Excerpt start

As she looks at him in that proposal scene, the way she bites her lip, looking up at him with...well, love, it’s incredibly sad, especially when you know it won’t last, because here we get a glimpse of who Lilith was before, when she was first created. Before she was abused and controlled and manipulated and any other number of things at the hands of the False God, First Adam and the Dark Lord. Just like long-term abuse victims lose who they were, lose themselves in the abuse, so Lilith has lost herself (We do see hints of her original self in the way she helps students at Baxter High, though it serves no true purpose beyond just simply helping them, we see it in the way she does become genuine with Sabrina upon occasion etc but this is the first time we start to see glimpses of it properly).
Experiences at the hands of men, no matter who those men are in relation to you, can change you, depending on the experience. It can warp you, it can make you feel less than yourself, trapped, injured, disgusted, especially if it’s been constant as it has been for Lilith. And these feelings stay with you, they never go away. And they can make you hate all men and want nothing more to do with them, even if you love the idea of them, or even the concept of that perfect relationship, it’s prevented by how your opinions are now effected by your experiences. And I think we can safely say this is the case with Lilith when her origin story includes saying she is equal to Adam, she doesn’t ask to leave him, she doesn’t say she doesn’t want to be with him, she says she doesn’t want to be less than him. So we can presume Lilith would have been happy with a romance if it had been a partnership not a domineering dynamic.
Lilith is a female icon, and her dialogue and actions in this show often add to that, alongside many other reasons within the CAOS mythology as well as as Dianic, Witchcraft and revised Jewish mythology. But her story, particularly within the context and established mythology and narrative of the show (which does choose to take different pieces from all mainstream and modern religions and combine them) is also one that shows her as representative of female victims of abuse at the hands of men: what it can do to us, how it can make us unrecognisable to ourselves. As I said in my previous post, Adam 2.0 didn’t have to be a man for this new dynamic, it’s not about a man rescuing Lilith from abuse and making her happy, it’s about a person doing that, a person showing her there’s something else, another life. It’s simply poetic narrative to have it be a man named Adam.
We continue to see her happy and content when she’s strolling through the woods with Adam 2.0, she’s the most relaxed we’ve seen her be with anyone (she’s certainly not relaxed in any of her scenes with Satan. I mean remember her first scene in part 1? Where she was begging forgiveness and kissing his feet? The first blatant clue that this was not a good relationship, and there was definite control and abuse in the dynamic) , she genuinely laughs at his suggestion about Tibet and then looks genuinely awkward when she realises he’s serious. She is falling into this relationship, and though I know other viewers will disagree, but for me personally, you are seeing someone falling in love. Even if she doesn’t quite identify it yet herself (she only says love once he’s dead, unfortunately).

Excerpt end
Extracted entries start

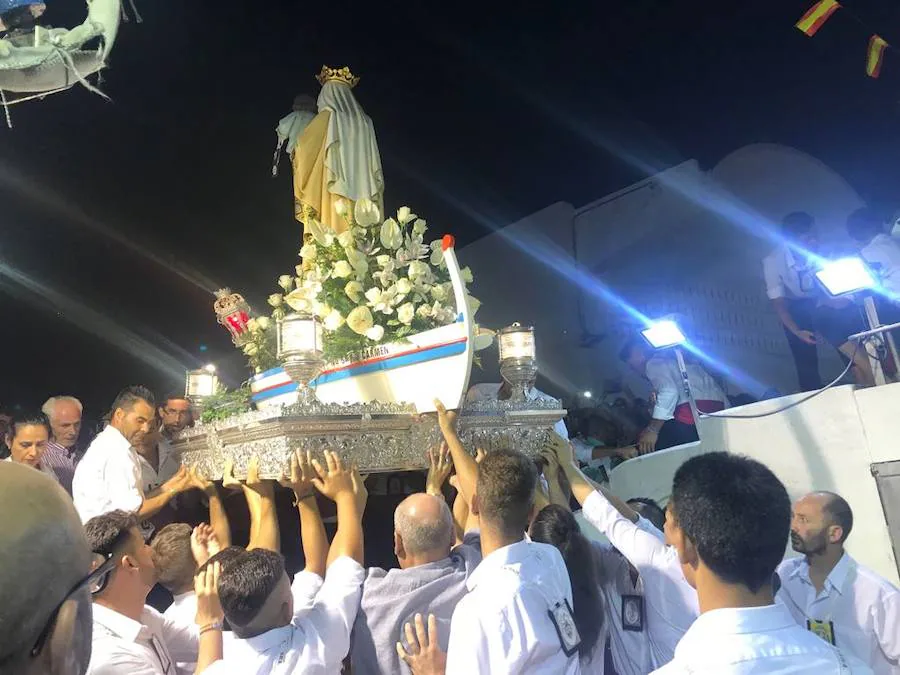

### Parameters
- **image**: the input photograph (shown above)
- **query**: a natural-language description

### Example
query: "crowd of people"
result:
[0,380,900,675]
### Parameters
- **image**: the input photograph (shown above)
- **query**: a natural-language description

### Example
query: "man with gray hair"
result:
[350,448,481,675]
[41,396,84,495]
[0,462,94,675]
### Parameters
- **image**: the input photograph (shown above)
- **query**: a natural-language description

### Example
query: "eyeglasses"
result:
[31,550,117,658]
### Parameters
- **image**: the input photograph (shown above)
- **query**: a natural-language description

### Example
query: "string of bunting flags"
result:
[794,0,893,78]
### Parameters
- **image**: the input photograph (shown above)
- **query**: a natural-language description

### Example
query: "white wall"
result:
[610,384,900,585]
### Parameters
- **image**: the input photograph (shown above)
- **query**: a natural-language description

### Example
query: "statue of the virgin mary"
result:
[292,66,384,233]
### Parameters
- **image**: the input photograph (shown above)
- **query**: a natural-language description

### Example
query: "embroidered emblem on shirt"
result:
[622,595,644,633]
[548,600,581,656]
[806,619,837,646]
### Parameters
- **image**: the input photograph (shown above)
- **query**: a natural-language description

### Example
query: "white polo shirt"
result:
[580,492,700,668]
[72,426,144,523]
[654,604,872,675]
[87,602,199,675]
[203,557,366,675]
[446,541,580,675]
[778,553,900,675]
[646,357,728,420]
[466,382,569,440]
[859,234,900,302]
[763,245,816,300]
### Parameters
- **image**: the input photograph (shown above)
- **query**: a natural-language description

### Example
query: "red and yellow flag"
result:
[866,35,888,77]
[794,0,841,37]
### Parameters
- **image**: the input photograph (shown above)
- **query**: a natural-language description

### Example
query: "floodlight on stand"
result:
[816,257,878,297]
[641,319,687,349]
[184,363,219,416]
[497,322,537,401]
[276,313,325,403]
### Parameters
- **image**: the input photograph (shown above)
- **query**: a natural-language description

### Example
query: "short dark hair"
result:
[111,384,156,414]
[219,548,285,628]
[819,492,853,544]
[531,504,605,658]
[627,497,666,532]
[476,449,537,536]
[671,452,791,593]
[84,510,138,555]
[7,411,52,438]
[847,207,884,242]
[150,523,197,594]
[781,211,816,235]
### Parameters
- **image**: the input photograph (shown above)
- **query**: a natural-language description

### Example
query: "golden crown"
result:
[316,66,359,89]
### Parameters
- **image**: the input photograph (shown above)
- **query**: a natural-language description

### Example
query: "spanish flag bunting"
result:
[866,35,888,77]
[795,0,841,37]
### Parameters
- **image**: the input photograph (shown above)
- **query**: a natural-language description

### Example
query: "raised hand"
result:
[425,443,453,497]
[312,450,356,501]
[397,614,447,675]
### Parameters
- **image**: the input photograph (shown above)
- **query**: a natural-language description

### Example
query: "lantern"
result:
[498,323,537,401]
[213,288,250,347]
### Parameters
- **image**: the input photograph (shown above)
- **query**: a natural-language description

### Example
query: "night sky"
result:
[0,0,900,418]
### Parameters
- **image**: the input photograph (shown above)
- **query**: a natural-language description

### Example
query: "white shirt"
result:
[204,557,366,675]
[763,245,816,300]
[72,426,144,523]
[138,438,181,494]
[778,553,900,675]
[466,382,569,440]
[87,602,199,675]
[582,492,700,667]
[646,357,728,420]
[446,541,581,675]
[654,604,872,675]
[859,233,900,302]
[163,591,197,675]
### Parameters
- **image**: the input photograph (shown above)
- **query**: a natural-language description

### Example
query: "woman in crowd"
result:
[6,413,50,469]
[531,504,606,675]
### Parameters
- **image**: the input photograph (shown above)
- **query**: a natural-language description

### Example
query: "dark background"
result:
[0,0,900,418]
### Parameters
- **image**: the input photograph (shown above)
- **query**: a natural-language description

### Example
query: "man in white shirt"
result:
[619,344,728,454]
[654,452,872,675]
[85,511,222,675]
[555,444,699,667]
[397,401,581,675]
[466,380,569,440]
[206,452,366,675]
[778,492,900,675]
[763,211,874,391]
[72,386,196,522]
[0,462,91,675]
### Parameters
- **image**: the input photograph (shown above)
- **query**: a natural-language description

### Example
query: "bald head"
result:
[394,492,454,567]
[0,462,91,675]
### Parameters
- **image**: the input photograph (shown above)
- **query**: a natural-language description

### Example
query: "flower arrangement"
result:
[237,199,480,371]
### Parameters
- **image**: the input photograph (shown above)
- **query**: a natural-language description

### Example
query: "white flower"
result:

Extracted entries end

* **Written instruction A**
Recast the listing, from its start through the line with "[0,380,900,675]", as a two-column CSV headed request and answer. Give one row per request, with each field in quotes and line breaks changed to spaces, and leave the pictures out.
* **Written instruction B**
Continue the essay about Lilith from where it stops.
The essay about Lilith and the listing come from separate, unrelated sources.

* **Task result A**
request,answer
"### Parameters - **image**: the input photograph (shown above) - **query**: a natural-language description ### Example query: ""crowd of people"" result:","[0,380,900,675]"

* **Task result B**
She has this gentle surprise when Adam 2.0 says he wants to show her the world. She’s freaking ancient, she’s literally been around forever, she has seen the world and everything in it, but Adam 2.0 wants to show her a world where she’s free, where it’s just the two of them, no arrangements, no deals, no promises, just two people, travelling together, equals. And she knows this. This is the moment where suddenly she’s awake. Adam 2.0 is making her realise that Lucifer has been as much a prison as First Adam and the False God were, and here is a chance to run away from all that, to finally have no prison at all.
And so she says with genuine feeling ‘I will consider it’. This is very much the part where, in a normal drama about an abuse victim, the writers would typically having her finding a romantic connection and the partner begging them to run away with them, the victim trying to get up the courage. Narratively and cinematically we do start to see full on, direct parallels here. Especially when he tells her to make a wish, and she genuinely does so before throwing the pebble, smile on her face, then laughing with his arm around her. The way she looks at him when he’s not looking (which is something you do do when you’re in love), genuinely considering him, sort of bewildered for this is literally the first time ever that she has felt this way, with the person she’s with not demanding anything of her. He has asked her to go to Tibet, he hasn’t demanded, and he’s asked because he wants her to be with him, not because he needs her to do something.
This all very much the set-up trope we see in those very serious TV dramas, where we see the victim planning to be free of her captor and abuser and we, the audience, feel so worried it will never happen.
And just like the TV drama tropes, we have the scene where it all goes wrong. We see Lilith eating a meal with ‘Adam’, she’s relaxed, she’s enjoying herself, she believes she’s free, she’s found a path to choose for herself, something to do for herself. When she replies to ‘Adam’ suggesting she’s going to say yes to Tibet, she speaks firmly, confidently. ‘Yes I am’ is saying goodbye to her chains, it’s saying ‘Yes I am leaving my abuser’, ‘Yes, I am leaving and doing something for me’.
But the way she looks at the ring when she pulls it out of her mouth, the confusion, the bewilderment, she was so certain of her escape, of her plans, that what the ring signifies hasn’t clicked yet, there’s a small delay as denial argues with facts. The entire cinematography of this scene really does remind me of basic murder dramas, when the person comes home and doesn’t yet realise that their loved one has been murdered, or when we see the person being happy and carefree and they haven’t yet realised it’s all about to be ruined by what’s behind the door.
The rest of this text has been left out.